Data shown.
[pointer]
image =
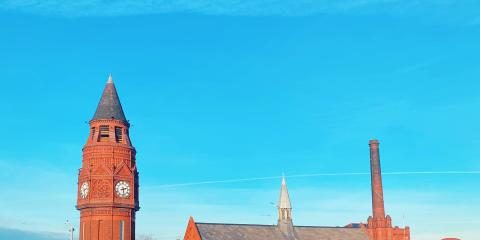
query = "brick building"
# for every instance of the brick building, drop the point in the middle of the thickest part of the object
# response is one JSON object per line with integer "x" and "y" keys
{"x": 108, "y": 196}
{"x": 108, "y": 179}
{"x": 378, "y": 226}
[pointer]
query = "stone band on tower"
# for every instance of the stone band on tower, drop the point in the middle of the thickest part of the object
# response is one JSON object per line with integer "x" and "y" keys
{"x": 108, "y": 180}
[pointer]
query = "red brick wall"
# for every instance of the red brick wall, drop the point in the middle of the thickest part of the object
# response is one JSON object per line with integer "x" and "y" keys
{"x": 104, "y": 164}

What you have to do. Render the records above as a two-column CSV with the headers input and output. Give one row per record, with the record's text and its answer each in a single quoted field, line breaks replaced by spaces, and the pictures left out.

Written solution.
input,output
"[pointer] image = query = ""brick building"" # for every instance of the brick building, drop the point in the middle of the thickest part of the object # response is one JSON object per line with integer ""x"" and ""y"" keys","{""x"": 108, ""y"": 196} {""x"": 108, ""y"": 179} {""x"": 378, ""y"": 226}"
"[pointer] query = ""stone band on tower"" # for every instance of the stone band on tower, drop the point in the middle of the thickest part of the object # response is one JSON object per line with integer ""x"" and ""y"" keys","{""x"": 108, ""y"": 180}"
"[pointer] query = ""red brick wall"" # for every instance of the red brick wall, drop the point in the middle of the thickest part of the object # response is one JSON object per line with integer ""x"" and ""y"" keys","{""x"": 104, ""y"": 164}"